→ WORK TO BE COMPLETED
Render every line of the records below as a JSON list of strings, one string per line, skipping blank lines and leaving the pictures out.

################

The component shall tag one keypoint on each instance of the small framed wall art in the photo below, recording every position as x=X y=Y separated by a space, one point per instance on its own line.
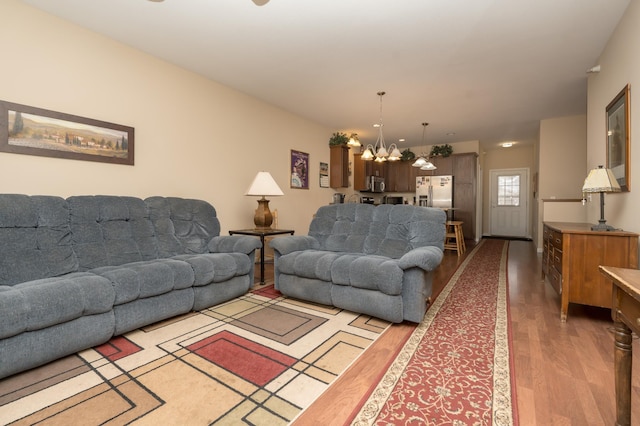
x=36 y=131
x=299 y=169
x=324 y=175
x=618 y=144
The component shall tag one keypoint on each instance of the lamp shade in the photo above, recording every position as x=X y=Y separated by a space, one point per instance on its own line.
x=264 y=184
x=600 y=180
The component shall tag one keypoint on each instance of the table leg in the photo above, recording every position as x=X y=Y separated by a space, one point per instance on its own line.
x=623 y=358
x=262 y=260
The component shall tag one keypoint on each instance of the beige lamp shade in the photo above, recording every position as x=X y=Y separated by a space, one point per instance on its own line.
x=601 y=180
x=263 y=185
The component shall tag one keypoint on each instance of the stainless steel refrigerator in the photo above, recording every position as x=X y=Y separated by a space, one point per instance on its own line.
x=434 y=191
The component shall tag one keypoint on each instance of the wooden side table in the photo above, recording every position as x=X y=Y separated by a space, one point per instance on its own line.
x=262 y=233
x=625 y=312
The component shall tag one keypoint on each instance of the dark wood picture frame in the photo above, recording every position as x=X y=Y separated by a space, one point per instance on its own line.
x=36 y=131
x=299 y=168
x=618 y=139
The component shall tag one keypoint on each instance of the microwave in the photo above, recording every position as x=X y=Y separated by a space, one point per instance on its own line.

################

→ FINISHED TASK
[
  "The component shall tag one keypoint on each instance of the small framed wall art in the photo below, recording every position as x=X y=Y separated by a space, one point per instance on its own line.",
  "x=36 y=131",
  "x=299 y=169",
  "x=324 y=175",
  "x=618 y=144",
  "The component shall tag one keypoint on each instance of the lamp shade in the photo above, recording every position as x=X y=Y separated by a space, one point per instance on its own line.",
  "x=264 y=184",
  "x=600 y=180",
  "The component shall tag one keypoint on each instance of the table leg in the photo above, recording every position as x=X y=Y separated by a space, one point per instance on its own line.",
  "x=623 y=358",
  "x=262 y=260",
  "The component shall tag one keypoint on each instance of the beige lamp shade in the photo above, recording every position as x=X y=Y separated by a space, one point per instance on its own line.",
  "x=601 y=180",
  "x=263 y=185",
  "The component shall tag one keypoint on each instance of the stainless steel refrigerator in the photo above, recording every position as x=X y=Y separated by a space, one point per instance on its own line.",
  "x=434 y=191",
  "The component shall tag one keypoint on each instance of the wooden side table in the photo above, recording every position as x=X y=Y separated by a space, one point per instance on its own line.",
  "x=262 y=233",
  "x=625 y=312",
  "The component shall tag one keypoint on each instance of the dark wood picture frame in the photo above, recording every position as x=X y=Y separated by a space, one point per instance on its own line.",
  "x=36 y=131",
  "x=299 y=168",
  "x=618 y=139",
  "The component shall tag one keypoint on each instance of the microwave in the photo above, recording every position as x=X y=Y separated by a space, one point per instance on its own line."
]